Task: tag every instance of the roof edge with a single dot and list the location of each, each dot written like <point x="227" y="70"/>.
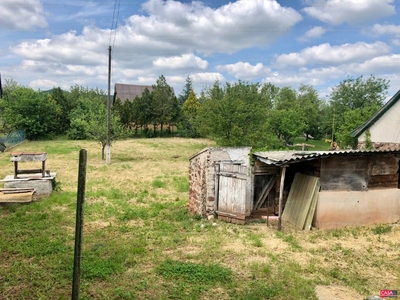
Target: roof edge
<point x="360" y="129"/>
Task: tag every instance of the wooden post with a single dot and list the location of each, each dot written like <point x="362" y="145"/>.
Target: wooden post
<point x="79" y="224"/>
<point x="283" y="172"/>
<point x="108" y="145"/>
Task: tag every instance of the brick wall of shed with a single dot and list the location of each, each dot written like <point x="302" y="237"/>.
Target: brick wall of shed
<point x="201" y="185"/>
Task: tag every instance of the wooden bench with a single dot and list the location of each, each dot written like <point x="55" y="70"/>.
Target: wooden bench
<point x="29" y="156"/>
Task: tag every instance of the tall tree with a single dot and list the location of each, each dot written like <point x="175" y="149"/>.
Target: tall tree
<point x="59" y="96"/>
<point x="234" y="115"/>
<point x="165" y="104"/>
<point x="362" y="95"/>
<point x="186" y="91"/>
<point x="190" y="111"/>
<point x="89" y="119"/>
<point x="288" y="118"/>
<point x="311" y="106"/>
<point x="24" y="108"/>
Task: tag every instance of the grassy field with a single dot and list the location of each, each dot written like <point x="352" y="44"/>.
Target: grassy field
<point x="139" y="241"/>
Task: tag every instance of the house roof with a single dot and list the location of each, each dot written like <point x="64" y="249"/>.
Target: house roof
<point x="279" y="158"/>
<point x="129" y="91"/>
<point x="359" y="130"/>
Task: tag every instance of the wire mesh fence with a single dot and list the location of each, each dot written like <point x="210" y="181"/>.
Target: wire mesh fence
<point x="11" y="139"/>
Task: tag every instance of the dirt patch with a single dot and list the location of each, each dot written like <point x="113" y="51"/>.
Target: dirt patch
<point x="334" y="292"/>
<point x="92" y="226"/>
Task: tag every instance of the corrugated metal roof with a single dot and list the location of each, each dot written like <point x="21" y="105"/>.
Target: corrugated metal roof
<point x="279" y="158"/>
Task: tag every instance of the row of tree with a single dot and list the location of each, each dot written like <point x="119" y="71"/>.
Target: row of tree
<point x="237" y="114"/>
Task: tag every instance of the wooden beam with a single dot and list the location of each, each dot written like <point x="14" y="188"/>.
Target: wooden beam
<point x="283" y="172"/>
<point x="268" y="187"/>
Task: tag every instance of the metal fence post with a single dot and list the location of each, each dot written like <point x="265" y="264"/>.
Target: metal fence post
<point x="79" y="224"/>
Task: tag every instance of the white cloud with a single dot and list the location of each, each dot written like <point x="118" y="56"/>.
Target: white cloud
<point x="377" y="65"/>
<point x="244" y="70"/>
<point x="336" y="12"/>
<point x="195" y="26"/>
<point x="325" y="54"/>
<point x="21" y="14"/>
<point x="179" y="62"/>
<point x="393" y="30"/>
<point x="313" y="33"/>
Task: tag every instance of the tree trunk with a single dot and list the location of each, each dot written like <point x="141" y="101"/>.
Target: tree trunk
<point x="103" y="146"/>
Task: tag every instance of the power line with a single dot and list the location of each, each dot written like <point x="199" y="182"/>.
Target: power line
<point x="112" y="22"/>
<point x="116" y="21"/>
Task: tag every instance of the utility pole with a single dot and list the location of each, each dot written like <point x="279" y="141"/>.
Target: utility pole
<point x="108" y="146"/>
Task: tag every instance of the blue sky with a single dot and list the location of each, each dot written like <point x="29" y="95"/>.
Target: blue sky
<point x="316" y="42"/>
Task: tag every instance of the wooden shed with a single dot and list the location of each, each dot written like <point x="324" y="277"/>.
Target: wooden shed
<point x="221" y="183"/>
<point x="356" y="187"/>
<point x="349" y="188"/>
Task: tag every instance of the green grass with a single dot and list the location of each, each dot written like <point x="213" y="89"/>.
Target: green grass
<point x="140" y="242"/>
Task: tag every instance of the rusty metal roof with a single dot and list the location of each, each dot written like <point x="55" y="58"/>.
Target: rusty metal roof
<point x="279" y="158"/>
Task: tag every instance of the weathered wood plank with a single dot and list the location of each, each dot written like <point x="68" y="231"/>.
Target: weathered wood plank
<point x="267" y="189"/>
<point x="299" y="201"/>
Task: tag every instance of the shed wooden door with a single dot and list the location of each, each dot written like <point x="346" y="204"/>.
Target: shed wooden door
<point x="231" y="191"/>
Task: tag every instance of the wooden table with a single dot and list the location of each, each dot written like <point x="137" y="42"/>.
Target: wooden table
<point x="29" y="156"/>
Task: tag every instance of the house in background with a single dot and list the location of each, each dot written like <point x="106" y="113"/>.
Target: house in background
<point x="383" y="127"/>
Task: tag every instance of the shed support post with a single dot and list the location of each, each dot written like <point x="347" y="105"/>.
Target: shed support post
<point x="283" y="172"/>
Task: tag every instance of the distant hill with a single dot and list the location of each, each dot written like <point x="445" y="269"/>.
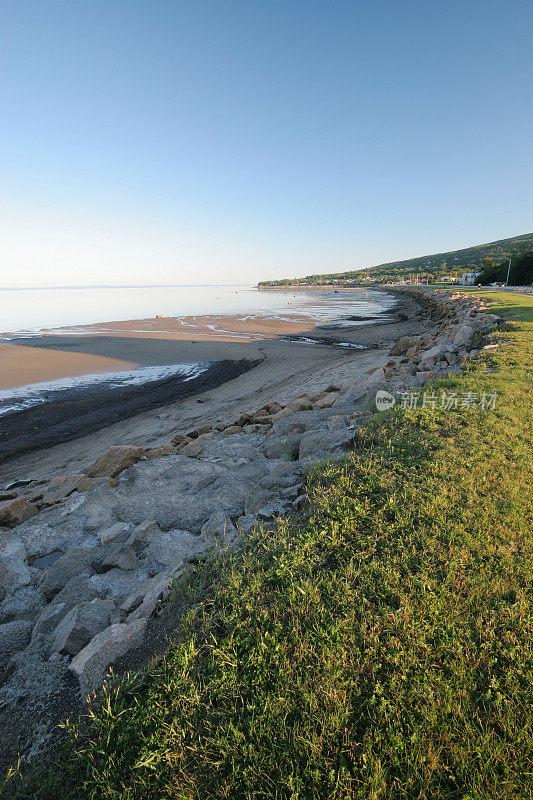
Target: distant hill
<point x="433" y="267"/>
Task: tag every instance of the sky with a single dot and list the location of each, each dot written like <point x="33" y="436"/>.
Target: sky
<point x="227" y="141"/>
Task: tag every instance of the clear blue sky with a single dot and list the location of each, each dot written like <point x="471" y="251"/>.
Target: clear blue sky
<point x="222" y="141"/>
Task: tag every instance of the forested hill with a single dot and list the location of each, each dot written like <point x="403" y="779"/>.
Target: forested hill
<point x="438" y="265"/>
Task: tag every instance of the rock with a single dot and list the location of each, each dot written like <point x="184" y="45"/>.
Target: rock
<point x="116" y="555"/>
<point x="13" y="636"/>
<point x="76" y="561"/>
<point x="46" y="623"/>
<point x="256" y="428"/>
<point x="246" y="523"/>
<point x="141" y="534"/>
<point x="115" y="460"/>
<point x="256" y="499"/>
<point x="91" y="664"/>
<point x="117" y="584"/>
<point x="335" y="422"/>
<point x="402" y="346"/>
<point x="14" y="570"/>
<point x="77" y="590"/>
<point x="142" y="603"/>
<point x="464" y="336"/>
<point x="173" y="549"/>
<point x="376" y="377"/>
<point x="219" y="528"/>
<point x="60" y="487"/>
<point x="118" y="530"/>
<point x="298" y="405"/>
<point x="185" y="441"/>
<point x="13" y="512"/>
<point x="328" y="400"/>
<point x="317" y="446"/>
<point x="196" y="446"/>
<point x="200" y="431"/>
<point x="82" y="624"/>
<point x="159" y="452"/>
<point x="24" y="603"/>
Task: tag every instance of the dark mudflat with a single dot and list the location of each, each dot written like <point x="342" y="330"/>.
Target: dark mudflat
<point x="76" y="412"/>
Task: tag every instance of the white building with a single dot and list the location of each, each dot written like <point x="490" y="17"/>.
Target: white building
<point x="469" y="278"/>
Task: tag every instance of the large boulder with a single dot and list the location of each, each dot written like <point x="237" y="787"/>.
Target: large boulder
<point x="82" y="624"/>
<point x="402" y="346"/>
<point x="14" y="636"/>
<point x="15" y="511"/>
<point x="464" y="336"/>
<point x="90" y="664"/>
<point x="115" y="460"/>
<point x="172" y="549"/>
<point x="24" y="603"/>
<point x="76" y="561"/>
<point x="142" y="602"/>
<point x="219" y="528"/>
<point x="14" y="570"/>
<point x="60" y="487"/>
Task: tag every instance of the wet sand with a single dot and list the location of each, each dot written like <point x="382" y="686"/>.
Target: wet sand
<point x="283" y="369"/>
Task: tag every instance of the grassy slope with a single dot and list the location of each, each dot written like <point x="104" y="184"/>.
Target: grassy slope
<point x="379" y="649"/>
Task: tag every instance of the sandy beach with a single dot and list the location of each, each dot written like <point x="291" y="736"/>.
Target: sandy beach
<point x="260" y="358"/>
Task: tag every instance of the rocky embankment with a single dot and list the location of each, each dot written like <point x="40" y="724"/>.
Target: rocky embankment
<point x="86" y="559"/>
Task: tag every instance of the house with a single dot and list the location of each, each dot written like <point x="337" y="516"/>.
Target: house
<point x="469" y="278"/>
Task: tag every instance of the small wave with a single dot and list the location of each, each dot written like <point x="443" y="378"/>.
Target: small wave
<point x="22" y="397"/>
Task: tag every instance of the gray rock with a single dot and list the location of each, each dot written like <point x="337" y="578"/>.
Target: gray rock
<point x="77" y="590"/>
<point x="402" y="346"/>
<point x="46" y="622"/>
<point x="91" y="664"/>
<point x="219" y="528"/>
<point x="142" y="603"/>
<point x="336" y="421"/>
<point x="116" y="531"/>
<point x="141" y="535"/>
<point x="464" y="336"/>
<point x="180" y="492"/>
<point x="82" y="624"/>
<point x="13" y="636"/>
<point x="116" y="555"/>
<point x="24" y="603"/>
<point x="115" y="460"/>
<point x="246" y="523"/>
<point x="256" y="500"/>
<point x="14" y="570"/>
<point x="54" y="529"/>
<point x="319" y="446"/>
<point x="76" y="561"/>
<point x="171" y="550"/>
<point x="118" y="584"/>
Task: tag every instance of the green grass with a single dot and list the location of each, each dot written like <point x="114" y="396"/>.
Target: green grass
<point x="379" y="648"/>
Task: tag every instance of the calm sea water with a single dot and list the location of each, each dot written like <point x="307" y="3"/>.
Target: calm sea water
<point x="37" y="310"/>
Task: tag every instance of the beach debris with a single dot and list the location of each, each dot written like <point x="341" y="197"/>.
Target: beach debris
<point x="15" y="511"/>
<point x="82" y="624"/>
<point x="60" y="487"/>
<point x="91" y="664"/>
<point x="18" y="482"/>
<point x="115" y="460"/>
<point x="196" y="446"/>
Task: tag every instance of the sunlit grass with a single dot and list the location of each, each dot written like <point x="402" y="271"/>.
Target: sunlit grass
<point x="379" y="648"/>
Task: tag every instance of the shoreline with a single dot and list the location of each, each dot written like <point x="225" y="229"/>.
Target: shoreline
<point x="279" y="367"/>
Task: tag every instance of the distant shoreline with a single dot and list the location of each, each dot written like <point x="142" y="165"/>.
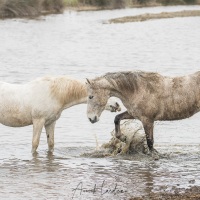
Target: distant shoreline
<point x="152" y="16"/>
<point x="25" y="9"/>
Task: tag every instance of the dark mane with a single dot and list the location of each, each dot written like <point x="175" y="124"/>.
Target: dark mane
<point x="131" y="80"/>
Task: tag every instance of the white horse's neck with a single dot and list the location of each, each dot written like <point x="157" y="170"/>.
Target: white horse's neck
<point x="78" y="95"/>
<point x="69" y="92"/>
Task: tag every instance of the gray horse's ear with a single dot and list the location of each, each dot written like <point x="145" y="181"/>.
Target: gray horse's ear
<point x="88" y="81"/>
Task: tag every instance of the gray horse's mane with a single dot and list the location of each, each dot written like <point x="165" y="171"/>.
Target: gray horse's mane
<point x="131" y="80"/>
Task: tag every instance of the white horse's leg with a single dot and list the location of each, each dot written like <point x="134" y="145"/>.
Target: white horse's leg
<point x="37" y="129"/>
<point x="50" y="135"/>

━━━━━━━━

(WORK TO BE COMPLETED)
Substitute "coastline" for "shoreline" throughout the part of the listing that opens with the line containing "Task: tag every instance of the calm" and runs through the end of the listing, leaving everything else unchanged. Give only that part, without the pictures.

(THE RESPONSE)
Task: tag every instance of the calm sea water with a single dot and list the location of each, each dot written like <point x="307" y="3"/>.
Target: calm sea water
<point x="37" y="310"/>
Task: tag every instance of the beach debris with a single dot and list the location of each, each dot written like <point x="341" y="197"/>.
Target: beach debris
<point x="15" y="511"/>
<point x="82" y="624"/>
<point x="60" y="487"/>
<point x="91" y="664"/>
<point x="18" y="482"/>
<point x="115" y="460"/>
<point x="196" y="446"/>
Task: tag every instance of the sunlit grass with a single dot and list the location of each, each dot written like <point x="402" y="271"/>.
Target: sunlit grass
<point x="379" y="648"/>
Task: tag every instance of the coastline with a single dot and list the location of each, each dot written like <point x="225" y="229"/>.
Target: coastline
<point x="279" y="367"/>
Task: tag every instance of the distant coastline with a single dot and list the location of each, each dot written like <point x="142" y="165"/>.
Target: distant coastline
<point x="152" y="16"/>
<point x="25" y="9"/>
Task: tag every instance of the dark mane with a single dot and list the location of each, each dot written like <point x="175" y="124"/>.
Target: dark mane
<point x="131" y="80"/>
Task: tag every instance of the white horse's neck with a single dot and list the location of each, each dot written like <point x="157" y="170"/>.
Target: white horse's neck
<point x="78" y="95"/>
<point x="69" y="92"/>
Task: tag every instance of the gray horse's ear with a single dot and list the location of each, each dot written like <point x="145" y="181"/>.
Target: gray horse's ear
<point x="88" y="81"/>
Task: tag every instance of the gray horse's mane with a single dot and list the location of each, each dot written like <point x="165" y="171"/>.
Target: gray horse's mane
<point x="131" y="80"/>
Task: tag every instance of the white horse's leg with a single dot and list the location of each, each dot written like <point x="134" y="145"/>.
Target: white horse's leg
<point x="37" y="129"/>
<point x="50" y="135"/>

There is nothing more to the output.